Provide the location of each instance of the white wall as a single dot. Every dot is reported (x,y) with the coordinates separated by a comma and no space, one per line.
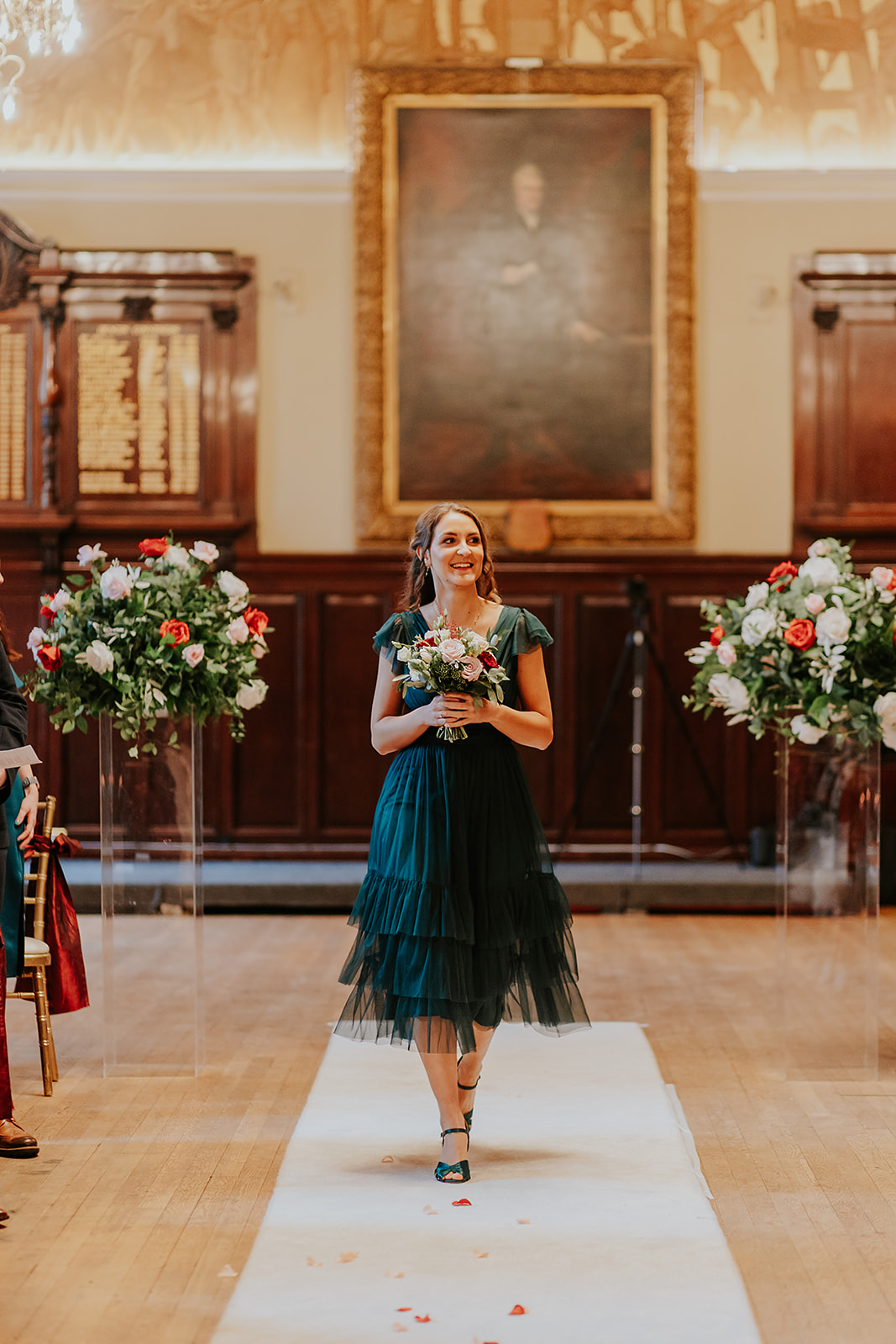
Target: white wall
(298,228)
________
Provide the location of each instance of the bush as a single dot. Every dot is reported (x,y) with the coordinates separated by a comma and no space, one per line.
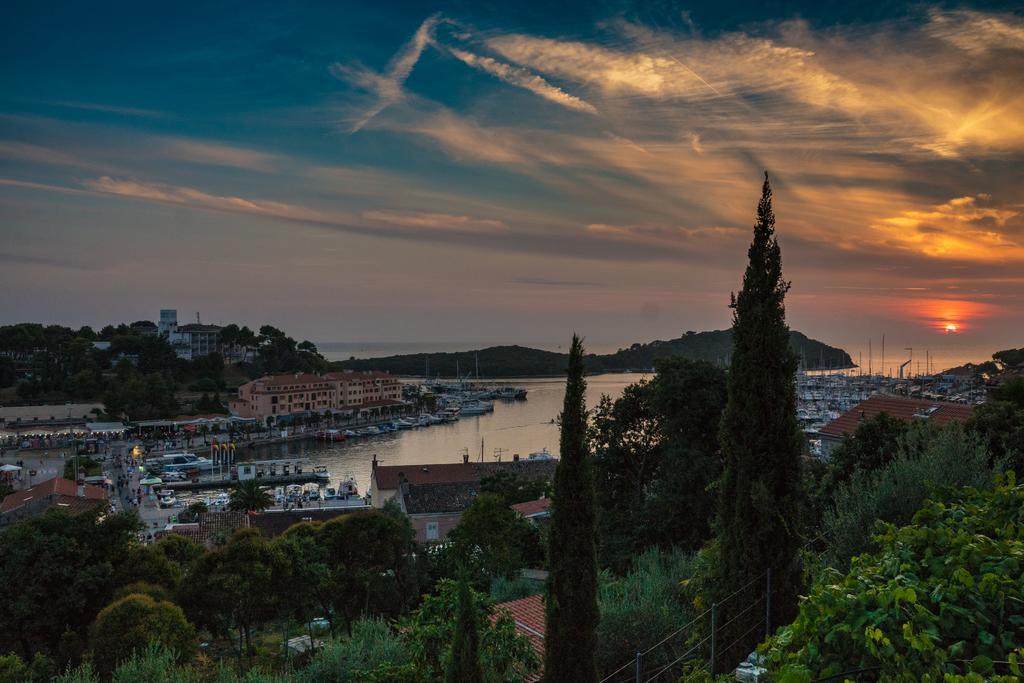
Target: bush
________
Prompt »
Report every line above that contains the word "location", copying each one in full. Case counts.

Solution »
Provide the location of each instance of the white wall as a single dot. Every dot is reported (x,y) with the coordinates separated by a comma and no space, one per line.
Provide the location of each instance of the bush as a single dot. Every dot is reported (x,y) with the coordinates separated by a comma and no space, one per line.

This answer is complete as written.